__The request__
Give an exact copy of every line, leaving images out.

Object point labels:
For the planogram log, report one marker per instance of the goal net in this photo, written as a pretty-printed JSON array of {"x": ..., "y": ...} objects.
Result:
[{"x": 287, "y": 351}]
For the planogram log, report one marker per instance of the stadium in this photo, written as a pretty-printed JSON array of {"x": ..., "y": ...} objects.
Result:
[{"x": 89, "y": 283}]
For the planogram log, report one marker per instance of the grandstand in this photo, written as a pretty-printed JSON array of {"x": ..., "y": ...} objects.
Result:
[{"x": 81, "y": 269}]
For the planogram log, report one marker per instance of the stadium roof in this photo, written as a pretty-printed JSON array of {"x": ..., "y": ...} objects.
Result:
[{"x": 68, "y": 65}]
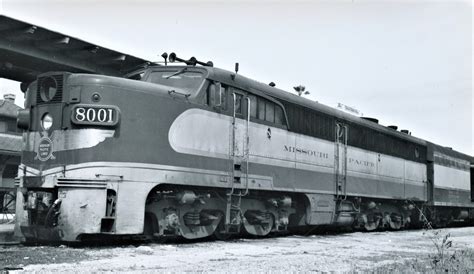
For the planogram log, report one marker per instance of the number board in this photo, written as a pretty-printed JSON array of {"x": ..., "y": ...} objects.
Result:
[{"x": 100, "y": 115}]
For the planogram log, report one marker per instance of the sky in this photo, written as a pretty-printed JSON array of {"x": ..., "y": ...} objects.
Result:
[{"x": 406, "y": 63}]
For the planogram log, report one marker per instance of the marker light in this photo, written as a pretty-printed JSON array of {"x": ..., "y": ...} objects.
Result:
[{"x": 46, "y": 121}]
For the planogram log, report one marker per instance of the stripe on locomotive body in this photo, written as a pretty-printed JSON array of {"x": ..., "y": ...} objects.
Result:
[
  {"x": 206, "y": 133},
  {"x": 67, "y": 139},
  {"x": 147, "y": 175},
  {"x": 451, "y": 178}
]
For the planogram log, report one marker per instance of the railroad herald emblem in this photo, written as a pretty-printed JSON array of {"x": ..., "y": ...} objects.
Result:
[{"x": 44, "y": 150}]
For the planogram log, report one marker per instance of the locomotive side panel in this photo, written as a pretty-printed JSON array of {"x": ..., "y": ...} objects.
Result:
[{"x": 451, "y": 181}]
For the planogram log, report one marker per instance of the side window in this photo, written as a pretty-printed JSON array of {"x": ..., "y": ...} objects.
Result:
[
  {"x": 253, "y": 106},
  {"x": 216, "y": 96},
  {"x": 279, "y": 118},
  {"x": 269, "y": 111},
  {"x": 238, "y": 103},
  {"x": 261, "y": 109}
]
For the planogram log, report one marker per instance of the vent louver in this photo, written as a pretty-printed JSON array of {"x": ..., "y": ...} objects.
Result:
[{"x": 42, "y": 95}]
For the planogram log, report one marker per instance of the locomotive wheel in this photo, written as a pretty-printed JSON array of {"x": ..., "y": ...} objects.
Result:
[
  {"x": 394, "y": 221},
  {"x": 220, "y": 234},
  {"x": 258, "y": 227},
  {"x": 370, "y": 222}
]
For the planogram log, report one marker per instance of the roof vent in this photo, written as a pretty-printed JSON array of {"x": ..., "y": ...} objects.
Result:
[
  {"x": 373, "y": 120},
  {"x": 9, "y": 97}
]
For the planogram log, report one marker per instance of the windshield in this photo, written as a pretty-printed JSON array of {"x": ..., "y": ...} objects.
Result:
[{"x": 180, "y": 78}]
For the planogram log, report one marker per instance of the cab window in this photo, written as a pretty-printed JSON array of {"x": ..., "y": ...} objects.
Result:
[
  {"x": 238, "y": 103},
  {"x": 216, "y": 96}
]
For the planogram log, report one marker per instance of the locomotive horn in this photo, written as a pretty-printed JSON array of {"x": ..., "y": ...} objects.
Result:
[
  {"x": 191, "y": 62},
  {"x": 165, "y": 56},
  {"x": 173, "y": 58}
]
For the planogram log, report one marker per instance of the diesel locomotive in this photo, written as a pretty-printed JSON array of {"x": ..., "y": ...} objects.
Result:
[{"x": 195, "y": 151}]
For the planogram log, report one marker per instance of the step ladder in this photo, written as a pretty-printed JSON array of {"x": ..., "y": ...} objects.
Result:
[{"x": 238, "y": 174}]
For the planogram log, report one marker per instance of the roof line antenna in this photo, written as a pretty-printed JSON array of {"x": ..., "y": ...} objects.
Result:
[
  {"x": 236, "y": 71},
  {"x": 165, "y": 56}
]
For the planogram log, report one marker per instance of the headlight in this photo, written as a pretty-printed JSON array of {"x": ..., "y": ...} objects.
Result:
[{"x": 47, "y": 121}]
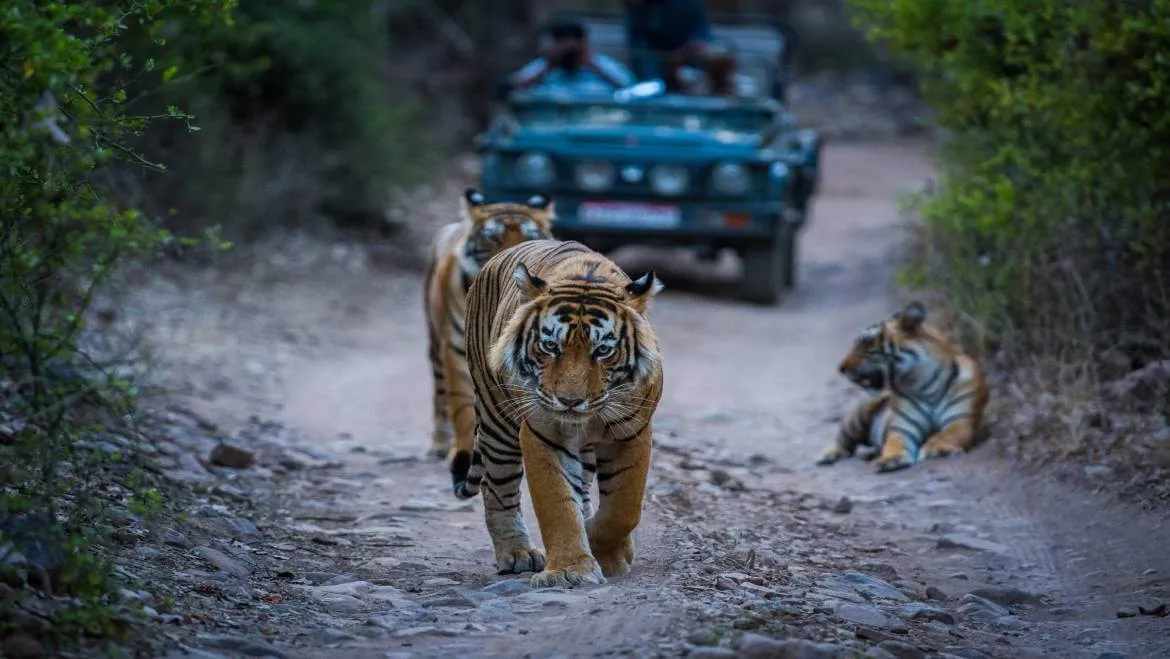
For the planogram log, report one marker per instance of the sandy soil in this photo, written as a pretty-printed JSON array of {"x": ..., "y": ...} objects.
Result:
[{"x": 359, "y": 550}]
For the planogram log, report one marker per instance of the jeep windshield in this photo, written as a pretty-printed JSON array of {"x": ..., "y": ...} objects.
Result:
[{"x": 729, "y": 118}]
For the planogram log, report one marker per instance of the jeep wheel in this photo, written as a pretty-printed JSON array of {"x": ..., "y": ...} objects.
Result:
[
  {"x": 764, "y": 273},
  {"x": 790, "y": 258}
]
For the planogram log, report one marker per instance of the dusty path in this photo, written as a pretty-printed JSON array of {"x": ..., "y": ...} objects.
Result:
[{"x": 359, "y": 550}]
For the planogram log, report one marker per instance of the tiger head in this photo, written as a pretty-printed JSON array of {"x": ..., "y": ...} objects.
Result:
[
  {"x": 580, "y": 344},
  {"x": 893, "y": 351},
  {"x": 495, "y": 227}
]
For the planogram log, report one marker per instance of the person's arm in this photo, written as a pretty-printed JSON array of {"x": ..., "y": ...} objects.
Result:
[
  {"x": 641, "y": 60},
  {"x": 531, "y": 74},
  {"x": 612, "y": 70}
]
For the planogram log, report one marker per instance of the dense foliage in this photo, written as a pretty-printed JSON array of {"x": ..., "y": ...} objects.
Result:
[
  {"x": 1050, "y": 222},
  {"x": 300, "y": 121},
  {"x": 66, "y": 84}
]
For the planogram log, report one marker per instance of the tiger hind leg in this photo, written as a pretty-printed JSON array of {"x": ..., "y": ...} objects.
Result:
[
  {"x": 855, "y": 428},
  {"x": 441, "y": 426}
]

__Solution to this exercise__
For the planogram log, report one marker per instance of the goal net in this photo, written as a pretty-printed JSON array of {"x": ..., "y": ...} objects.
Result:
[{"x": 287, "y": 351}]
For the planogram log, report one marker per instance of the stadium in this photo, written as a pretty-printed JSON array of {"x": ..., "y": ...} objects.
Result:
[{"x": 89, "y": 283}]
For the planogram log, report one marker per instance of the grandstand in this photo, written as a pretty-printed JSON array of {"x": ..., "y": ...} objects.
Result:
[{"x": 81, "y": 269}]
For the planogram log, report one marker per instance of the stadium roof in this photo, written as a pretty-printed JSON array of {"x": ..., "y": ...} objects.
Result:
[{"x": 68, "y": 65}]
For the planogram log, report one marker per instance of the number board in this photo, written as a pretty-printed JSON array of {"x": ..., "y": ...} objects.
Result:
[{"x": 100, "y": 115}]
For the planogram log, report one marker per instance of the sky in this photo, written as a pretty-printed JSON array of {"x": ..., "y": ...} objects.
Result:
[{"x": 406, "y": 63}]
For the planogram log, report one marker per instance of the marker light in this photo, written as a pretty-printed JSON array of {"x": ..., "y": ...} objects.
Result:
[{"x": 46, "y": 121}]
For the planogram log, report one marker per instance of the stripe on locomotive body in this photo, written as a pretty-printed JSON array of {"x": ..., "y": ...} objects.
Result:
[
  {"x": 206, "y": 133},
  {"x": 67, "y": 139},
  {"x": 147, "y": 175},
  {"x": 451, "y": 178}
]
For the planogram log, report one marker per instance of the railroad herald emblem in this photo, written as a pretty-printed JSON array of {"x": ..., "y": ...} objects.
Result:
[{"x": 44, "y": 150}]
For the planogram log, report one marker per instance of the locomotive side panel in this photo, written as a pretty-printed JSON array of {"x": ..., "y": ...} objects.
Result:
[{"x": 451, "y": 181}]
For the planogram log, report one marker per instance of the side window in this photo, written as a pretty-printed JSON array of {"x": ..., "y": ...} objects.
Result:
[
  {"x": 253, "y": 106},
  {"x": 216, "y": 96},
  {"x": 279, "y": 118},
  {"x": 269, "y": 111},
  {"x": 238, "y": 103},
  {"x": 261, "y": 109}
]
For the planogram log, report one marker per instance of the vent louver in this photo, written as a pretty-printed JSON array of {"x": ..., "y": ...} objects.
Result:
[{"x": 42, "y": 95}]
For the planogram log, report one marker per instance of the locomotive wheel in this photo, written as a pretty-printed JSON array of {"x": ..., "y": ...} objects.
Result:
[
  {"x": 394, "y": 221},
  {"x": 220, "y": 234},
  {"x": 258, "y": 227},
  {"x": 370, "y": 222}
]
For the planogram log, report one marker per instance of the roof vent in this photo, written as a pretty-printed JSON array of {"x": ..., "y": ...} objects.
Result:
[
  {"x": 373, "y": 120},
  {"x": 9, "y": 97}
]
For the planogram log, report one marker per instance of the windshield in this photo, written as a pretty-printed JSON array of {"x": ..., "y": ...} objects.
Result:
[{"x": 180, "y": 78}]
For the planogram log, report one marker per instance of the cab window in this photo, written as a pretty-printed JSON array of {"x": ..., "y": ...} objects.
Result:
[
  {"x": 238, "y": 103},
  {"x": 216, "y": 96}
]
For the planogram log, report one marker per instance of the locomotive horn in this photo, written as a pretty-printed JSON array of {"x": ..., "y": ...} objects.
Result:
[
  {"x": 191, "y": 62},
  {"x": 165, "y": 56},
  {"x": 173, "y": 58}
]
For the planogram log, report one marker per instance of the diesel locomotive in this photo, written as a pretty-printed JSON array of {"x": ..., "y": ...} objects.
Result:
[{"x": 195, "y": 151}]
For the planogram log, report one marker per instance of the step ladder in this photo, written as a pretty-printed JSON array of {"x": ..., "y": ...} objects.
Result:
[{"x": 238, "y": 174}]
For the planogram log, report one marker per instance of the roof line antenna in this photo, written as a pretty-printed JSON array of {"x": ..., "y": ...} objects.
Result:
[
  {"x": 236, "y": 71},
  {"x": 165, "y": 56}
]
For the planogram log, report one marker per instance of the headlight in this photo, written as a pretty-printed JSON array of {"x": ..., "y": ...} objects.
Result:
[{"x": 47, "y": 121}]
For the planogram log, report one marker per instance of the sandy soil in this photo, written as a pretty-printed JSON array of {"x": ..., "y": ...} objects.
Result:
[{"x": 359, "y": 550}]
For the planogram log, report one marker per instance of the jeep windshield in this photo, written as a pretty-printed JSON array of {"x": ..., "y": ...} objects.
Result:
[{"x": 729, "y": 118}]
For the planogram log, report one marker per instance of the jeep wheel in this photo, written as a pretty-printed JSON array of {"x": ..., "y": ...} objects.
Result:
[
  {"x": 764, "y": 273},
  {"x": 790, "y": 258}
]
For the planogram log, report one marker per instance of the dusty path in this photo, written as a pretty-printed JSON array of {"x": ..., "y": ...} objects.
Result:
[{"x": 359, "y": 550}]
For the planogram log, report one marker per instance of the tiger head in this photo, written as a pretty-printed JSON array of {"x": ..., "y": ...} objects.
Result:
[
  {"x": 580, "y": 344},
  {"x": 893, "y": 351},
  {"x": 495, "y": 227}
]
For the planogram log, report one marker per instance of the person's arm in this photo, written as a pretty-printed JSON array of {"x": ..., "y": ...} objects.
Result:
[
  {"x": 641, "y": 60},
  {"x": 531, "y": 74},
  {"x": 612, "y": 70}
]
For the planogram log, report one marker per instance of the dense foliage in this photo, written as a pretty-printed JSON array of {"x": ..., "y": ...} objects.
Result:
[
  {"x": 1050, "y": 222},
  {"x": 300, "y": 121},
  {"x": 66, "y": 84}
]
For the planogram log, report one marker per instance of the tiger hind leg in this photo, written as a pretty-printed JSON array of {"x": ..., "y": ...} objects.
Result:
[
  {"x": 855, "y": 428},
  {"x": 441, "y": 426}
]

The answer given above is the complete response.